[Stored data entries]
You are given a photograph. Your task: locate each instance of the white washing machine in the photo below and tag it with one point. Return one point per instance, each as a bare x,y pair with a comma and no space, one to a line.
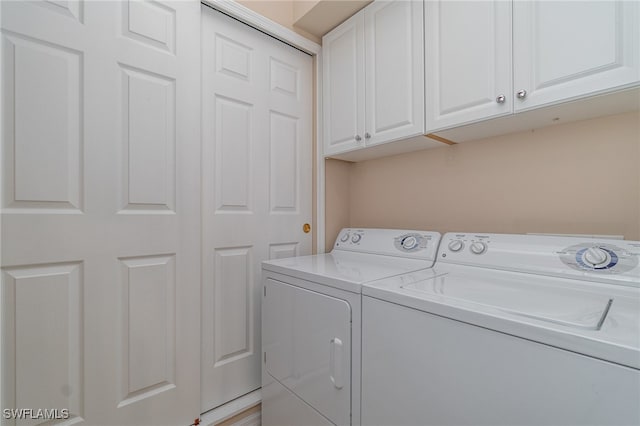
506,330
311,316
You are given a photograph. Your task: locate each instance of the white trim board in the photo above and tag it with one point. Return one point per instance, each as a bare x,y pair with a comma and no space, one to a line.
231,408
261,23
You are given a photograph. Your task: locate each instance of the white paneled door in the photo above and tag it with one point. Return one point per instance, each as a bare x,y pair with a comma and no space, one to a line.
100,296
257,141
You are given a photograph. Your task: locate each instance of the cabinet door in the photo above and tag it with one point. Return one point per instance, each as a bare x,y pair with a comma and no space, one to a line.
343,86
394,49
565,50
468,61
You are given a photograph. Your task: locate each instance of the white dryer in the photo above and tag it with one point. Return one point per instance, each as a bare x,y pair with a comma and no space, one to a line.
506,330
311,316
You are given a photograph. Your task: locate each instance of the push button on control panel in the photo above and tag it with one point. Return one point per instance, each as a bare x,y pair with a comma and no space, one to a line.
599,258
478,247
409,242
456,245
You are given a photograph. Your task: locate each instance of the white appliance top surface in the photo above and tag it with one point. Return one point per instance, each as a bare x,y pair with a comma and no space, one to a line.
345,270
568,308
361,255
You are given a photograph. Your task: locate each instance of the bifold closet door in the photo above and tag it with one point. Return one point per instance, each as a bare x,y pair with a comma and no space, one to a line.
100,210
257,143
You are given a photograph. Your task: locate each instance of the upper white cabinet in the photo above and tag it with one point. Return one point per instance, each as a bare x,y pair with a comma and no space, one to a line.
481,63
394,71
567,49
468,61
343,86
373,77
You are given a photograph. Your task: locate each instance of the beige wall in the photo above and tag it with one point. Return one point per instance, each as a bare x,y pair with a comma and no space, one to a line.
337,199
579,177
280,11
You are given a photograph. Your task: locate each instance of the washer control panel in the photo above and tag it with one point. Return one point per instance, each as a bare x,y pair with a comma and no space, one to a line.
467,243
598,257
392,242
584,258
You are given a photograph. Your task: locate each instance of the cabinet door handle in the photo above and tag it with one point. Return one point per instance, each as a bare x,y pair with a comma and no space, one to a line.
335,362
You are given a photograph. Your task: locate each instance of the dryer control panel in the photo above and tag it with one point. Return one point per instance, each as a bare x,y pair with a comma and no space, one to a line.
602,257
389,242
602,260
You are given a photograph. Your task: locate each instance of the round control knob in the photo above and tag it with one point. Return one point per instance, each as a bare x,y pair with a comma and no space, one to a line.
595,256
478,247
409,242
456,245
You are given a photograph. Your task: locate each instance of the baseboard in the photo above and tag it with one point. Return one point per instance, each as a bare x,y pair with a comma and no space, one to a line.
233,408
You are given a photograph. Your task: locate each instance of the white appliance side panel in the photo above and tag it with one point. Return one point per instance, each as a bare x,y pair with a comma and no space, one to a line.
281,407
419,368
307,347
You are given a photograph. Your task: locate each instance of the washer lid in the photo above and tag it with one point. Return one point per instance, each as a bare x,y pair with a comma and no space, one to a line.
519,296
344,269
595,319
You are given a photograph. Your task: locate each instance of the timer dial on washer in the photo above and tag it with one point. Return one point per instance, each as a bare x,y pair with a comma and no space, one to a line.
456,245
478,247
596,257
409,242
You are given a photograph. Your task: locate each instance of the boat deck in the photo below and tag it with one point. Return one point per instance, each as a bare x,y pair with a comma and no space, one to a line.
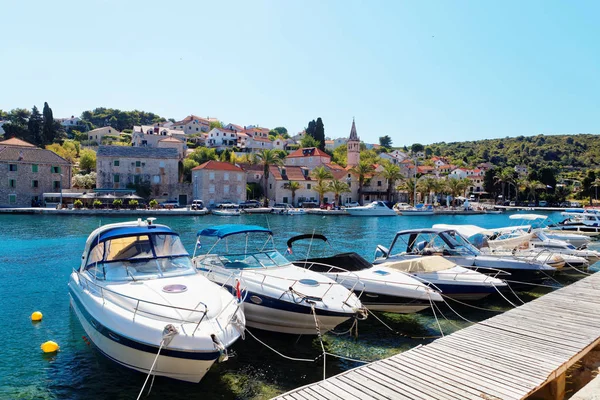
509,356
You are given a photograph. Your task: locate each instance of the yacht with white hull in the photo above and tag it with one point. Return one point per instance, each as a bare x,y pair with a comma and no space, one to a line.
277,296
136,294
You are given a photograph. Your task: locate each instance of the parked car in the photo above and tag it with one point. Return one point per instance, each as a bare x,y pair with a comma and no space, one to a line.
169,204
197,205
250,204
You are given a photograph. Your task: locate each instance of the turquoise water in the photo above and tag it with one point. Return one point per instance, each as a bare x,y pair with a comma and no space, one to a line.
37,254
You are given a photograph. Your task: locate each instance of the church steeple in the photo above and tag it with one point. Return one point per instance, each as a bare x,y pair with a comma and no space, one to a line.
353,146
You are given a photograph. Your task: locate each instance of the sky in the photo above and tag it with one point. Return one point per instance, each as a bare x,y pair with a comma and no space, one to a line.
418,71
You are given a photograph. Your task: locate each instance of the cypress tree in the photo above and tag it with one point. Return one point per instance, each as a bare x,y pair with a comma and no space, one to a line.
48,129
34,126
320,133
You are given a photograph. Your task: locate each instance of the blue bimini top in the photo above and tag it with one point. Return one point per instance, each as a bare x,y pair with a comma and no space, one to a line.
222,231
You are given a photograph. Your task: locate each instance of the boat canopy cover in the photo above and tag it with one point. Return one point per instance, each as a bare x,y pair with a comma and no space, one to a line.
530,217
421,264
132,231
309,236
222,231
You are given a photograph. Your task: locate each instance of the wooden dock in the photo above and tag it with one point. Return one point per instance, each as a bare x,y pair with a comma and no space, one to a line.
509,356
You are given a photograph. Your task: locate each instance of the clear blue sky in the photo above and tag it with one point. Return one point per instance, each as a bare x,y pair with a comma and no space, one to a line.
419,71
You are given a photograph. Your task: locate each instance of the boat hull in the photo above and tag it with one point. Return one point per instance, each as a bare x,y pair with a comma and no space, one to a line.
140,356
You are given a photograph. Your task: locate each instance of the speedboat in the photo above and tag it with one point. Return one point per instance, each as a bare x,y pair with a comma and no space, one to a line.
227,210
448,243
277,295
374,209
380,288
136,294
419,210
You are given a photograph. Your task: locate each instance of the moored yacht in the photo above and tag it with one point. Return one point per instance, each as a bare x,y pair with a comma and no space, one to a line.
379,288
277,295
136,293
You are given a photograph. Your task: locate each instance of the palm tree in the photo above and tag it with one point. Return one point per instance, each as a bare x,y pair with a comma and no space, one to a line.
363,169
268,157
321,188
292,186
338,187
392,173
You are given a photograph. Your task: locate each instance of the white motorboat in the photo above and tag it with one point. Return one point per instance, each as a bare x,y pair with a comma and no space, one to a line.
418,211
451,279
450,244
277,295
374,209
227,210
136,293
379,288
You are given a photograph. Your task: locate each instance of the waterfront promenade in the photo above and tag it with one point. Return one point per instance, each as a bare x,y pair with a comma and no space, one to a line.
522,353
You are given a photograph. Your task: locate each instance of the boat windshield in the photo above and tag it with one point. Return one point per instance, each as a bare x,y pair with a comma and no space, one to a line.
132,258
266,259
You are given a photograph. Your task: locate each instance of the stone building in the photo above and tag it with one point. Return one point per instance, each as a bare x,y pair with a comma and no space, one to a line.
119,166
216,182
27,172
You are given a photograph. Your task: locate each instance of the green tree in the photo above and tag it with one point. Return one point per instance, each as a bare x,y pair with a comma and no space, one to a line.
337,188
385,142
309,141
391,172
267,158
293,187
87,160
363,170
49,131
320,133
34,126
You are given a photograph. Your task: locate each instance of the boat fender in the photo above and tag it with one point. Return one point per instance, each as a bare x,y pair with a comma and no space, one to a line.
223,356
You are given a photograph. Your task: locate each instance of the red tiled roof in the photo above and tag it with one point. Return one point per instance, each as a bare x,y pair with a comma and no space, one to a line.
308,152
15,142
218,166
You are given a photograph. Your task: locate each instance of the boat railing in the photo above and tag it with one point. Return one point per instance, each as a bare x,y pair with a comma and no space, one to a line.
103,290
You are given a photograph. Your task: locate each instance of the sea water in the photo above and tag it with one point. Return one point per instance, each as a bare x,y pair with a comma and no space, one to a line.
38,253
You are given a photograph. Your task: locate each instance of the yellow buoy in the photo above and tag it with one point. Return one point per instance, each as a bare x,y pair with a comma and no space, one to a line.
50,347
36,316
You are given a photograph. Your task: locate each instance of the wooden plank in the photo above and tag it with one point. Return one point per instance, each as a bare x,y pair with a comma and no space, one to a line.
426,383
458,386
496,383
376,387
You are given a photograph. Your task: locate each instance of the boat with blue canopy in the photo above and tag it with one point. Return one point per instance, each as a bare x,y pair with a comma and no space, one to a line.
142,304
277,296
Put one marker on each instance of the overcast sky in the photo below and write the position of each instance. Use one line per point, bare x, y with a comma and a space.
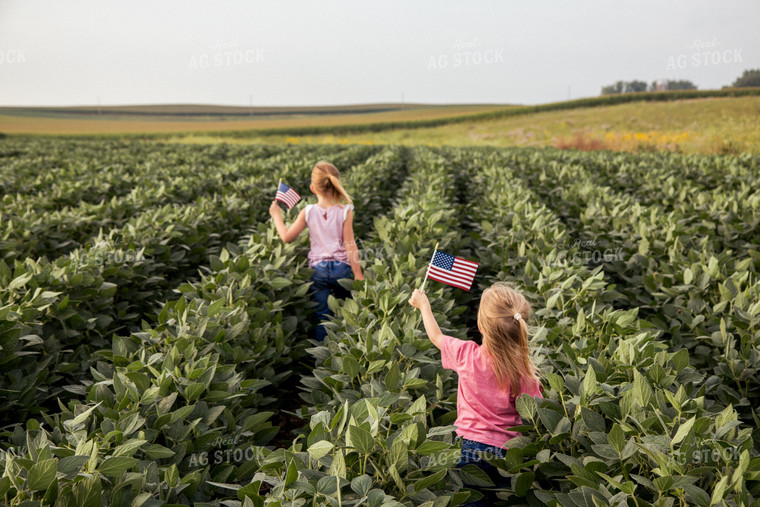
283, 52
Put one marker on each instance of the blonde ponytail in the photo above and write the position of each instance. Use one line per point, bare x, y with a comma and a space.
326, 179
502, 318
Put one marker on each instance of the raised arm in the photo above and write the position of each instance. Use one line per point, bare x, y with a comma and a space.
287, 234
420, 301
351, 249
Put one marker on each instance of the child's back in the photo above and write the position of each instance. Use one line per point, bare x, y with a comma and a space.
326, 233
491, 376
484, 411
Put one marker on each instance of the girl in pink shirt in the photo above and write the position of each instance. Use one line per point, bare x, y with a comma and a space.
491, 375
334, 254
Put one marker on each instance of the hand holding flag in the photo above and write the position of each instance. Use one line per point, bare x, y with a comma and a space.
287, 195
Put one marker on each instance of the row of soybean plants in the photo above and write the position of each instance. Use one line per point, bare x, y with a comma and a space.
166, 405
693, 270
625, 420
165, 181
53, 314
379, 405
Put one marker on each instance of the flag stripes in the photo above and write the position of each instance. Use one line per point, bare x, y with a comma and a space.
287, 195
452, 270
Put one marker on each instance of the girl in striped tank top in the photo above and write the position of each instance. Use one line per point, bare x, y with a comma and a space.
334, 254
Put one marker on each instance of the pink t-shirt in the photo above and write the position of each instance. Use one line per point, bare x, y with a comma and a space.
326, 233
484, 411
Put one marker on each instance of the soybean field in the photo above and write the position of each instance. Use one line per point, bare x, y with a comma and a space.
154, 328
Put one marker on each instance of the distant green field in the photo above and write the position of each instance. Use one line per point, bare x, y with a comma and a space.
162, 119
710, 121
710, 125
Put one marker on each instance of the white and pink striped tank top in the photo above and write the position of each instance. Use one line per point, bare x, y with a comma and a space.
326, 233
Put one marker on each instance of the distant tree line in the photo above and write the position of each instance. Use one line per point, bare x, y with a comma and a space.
641, 86
747, 79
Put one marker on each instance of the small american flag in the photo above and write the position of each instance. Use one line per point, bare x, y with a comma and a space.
452, 270
287, 195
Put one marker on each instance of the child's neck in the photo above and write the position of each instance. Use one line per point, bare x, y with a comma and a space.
325, 202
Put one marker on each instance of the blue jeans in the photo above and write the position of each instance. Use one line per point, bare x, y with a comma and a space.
476, 453
325, 282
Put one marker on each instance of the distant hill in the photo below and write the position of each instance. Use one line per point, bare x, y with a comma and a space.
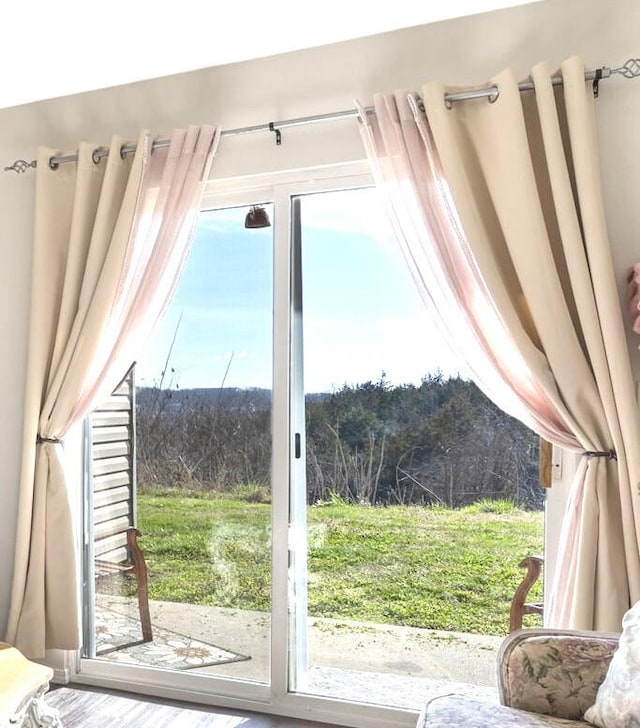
233, 397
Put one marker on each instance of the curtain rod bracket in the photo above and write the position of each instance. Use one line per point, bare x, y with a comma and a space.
276, 132
20, 166
630, 69
596, 82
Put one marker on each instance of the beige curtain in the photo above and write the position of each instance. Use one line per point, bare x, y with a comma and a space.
509, 204
110, 239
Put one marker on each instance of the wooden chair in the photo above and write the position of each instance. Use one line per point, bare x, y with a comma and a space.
133, 563
519, 604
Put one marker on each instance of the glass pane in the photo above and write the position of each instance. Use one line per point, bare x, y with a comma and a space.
200, 491
422, 496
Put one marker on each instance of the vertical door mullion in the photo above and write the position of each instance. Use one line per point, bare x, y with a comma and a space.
298, 667
281, 454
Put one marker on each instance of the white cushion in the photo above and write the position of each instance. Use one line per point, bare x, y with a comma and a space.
618, 699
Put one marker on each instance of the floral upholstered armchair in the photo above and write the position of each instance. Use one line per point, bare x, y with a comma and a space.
546, 677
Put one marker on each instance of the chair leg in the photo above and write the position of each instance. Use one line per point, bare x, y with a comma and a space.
140, 568
533, 565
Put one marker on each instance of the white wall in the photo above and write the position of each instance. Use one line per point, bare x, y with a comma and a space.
466, 51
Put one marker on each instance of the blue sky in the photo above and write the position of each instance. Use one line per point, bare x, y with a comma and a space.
362, 314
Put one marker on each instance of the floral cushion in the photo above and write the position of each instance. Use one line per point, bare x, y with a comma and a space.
617, 703
553, 672
457, 710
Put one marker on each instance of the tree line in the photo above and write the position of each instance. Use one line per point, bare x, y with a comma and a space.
439, 442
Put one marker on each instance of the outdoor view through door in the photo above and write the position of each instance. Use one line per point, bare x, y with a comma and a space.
411, 498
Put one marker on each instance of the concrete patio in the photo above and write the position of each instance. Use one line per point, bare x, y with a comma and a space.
361, 661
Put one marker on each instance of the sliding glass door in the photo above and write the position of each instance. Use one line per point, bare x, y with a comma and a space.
180, 472
284, 448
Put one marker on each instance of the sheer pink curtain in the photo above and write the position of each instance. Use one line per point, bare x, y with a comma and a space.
110, 241
518, 270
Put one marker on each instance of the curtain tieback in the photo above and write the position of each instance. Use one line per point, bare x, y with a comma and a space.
600, 454
53, 440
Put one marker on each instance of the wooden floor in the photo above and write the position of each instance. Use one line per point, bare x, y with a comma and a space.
81, 707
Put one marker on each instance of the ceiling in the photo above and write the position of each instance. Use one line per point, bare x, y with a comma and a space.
58, 48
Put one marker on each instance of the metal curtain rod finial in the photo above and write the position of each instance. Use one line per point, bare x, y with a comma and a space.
630, 69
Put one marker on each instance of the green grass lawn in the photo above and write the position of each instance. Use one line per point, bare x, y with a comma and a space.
422, 567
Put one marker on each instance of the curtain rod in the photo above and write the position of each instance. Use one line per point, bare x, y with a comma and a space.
630, 69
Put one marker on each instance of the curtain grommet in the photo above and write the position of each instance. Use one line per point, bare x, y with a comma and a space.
97, 154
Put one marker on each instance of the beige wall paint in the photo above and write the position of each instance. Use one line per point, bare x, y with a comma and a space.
465, 51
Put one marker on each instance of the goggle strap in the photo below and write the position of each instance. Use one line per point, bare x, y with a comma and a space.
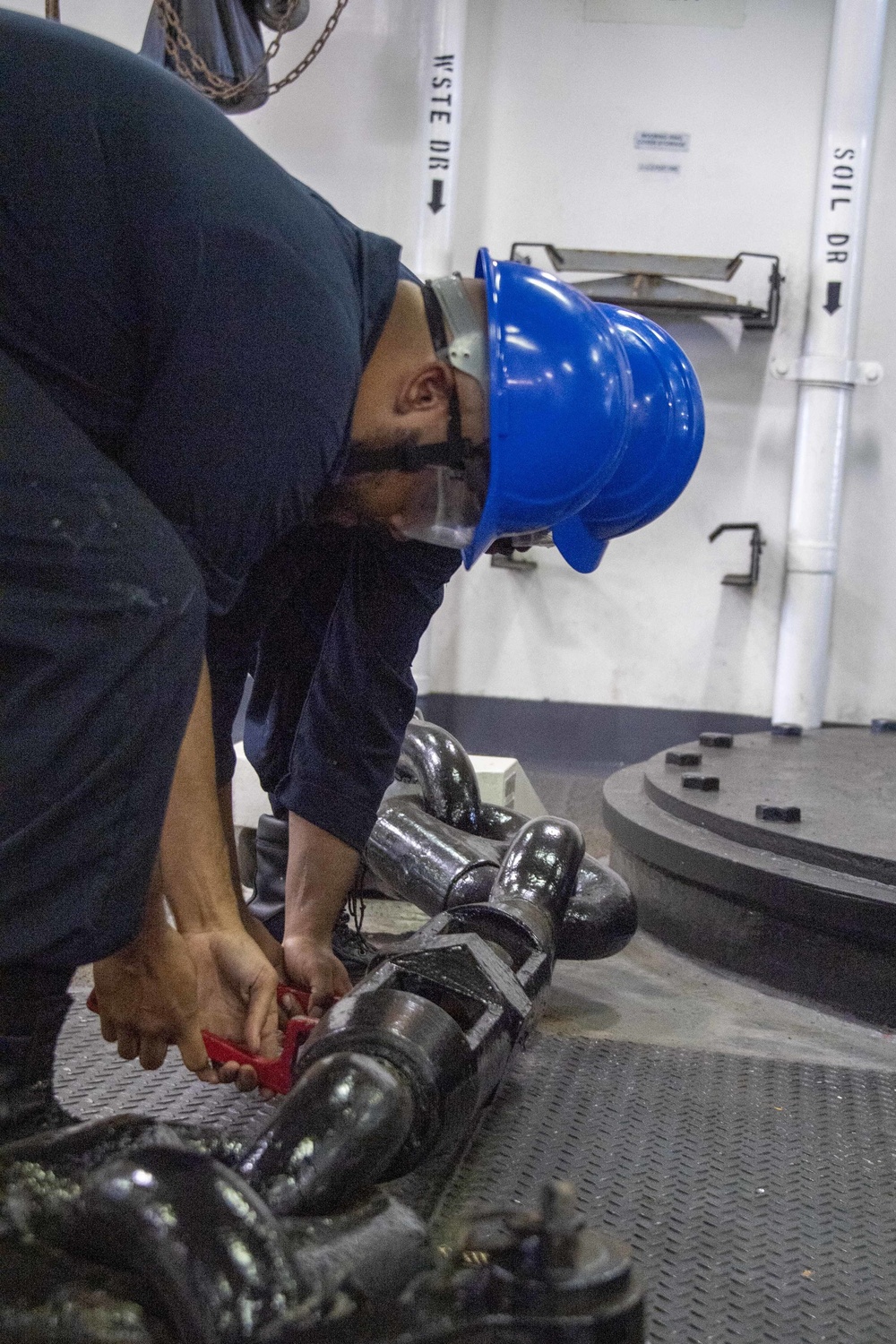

§ Task statement: Leave out the pictures, and retype exactly the lines from the one containing "Put one marker on each instance of the beige wall" through the last line of the data above, no more and no less.

§ Reply:
Put one marker on each instance of the beige wall paint in the photo above and write the position of each instance. Use one line per point, bare x, y with a comma and a space.
465, 51
Put one marker on each instance of the goggle strap in the photo below and write the position of each instance. Use one line per point, bare x, y with a comma and a space.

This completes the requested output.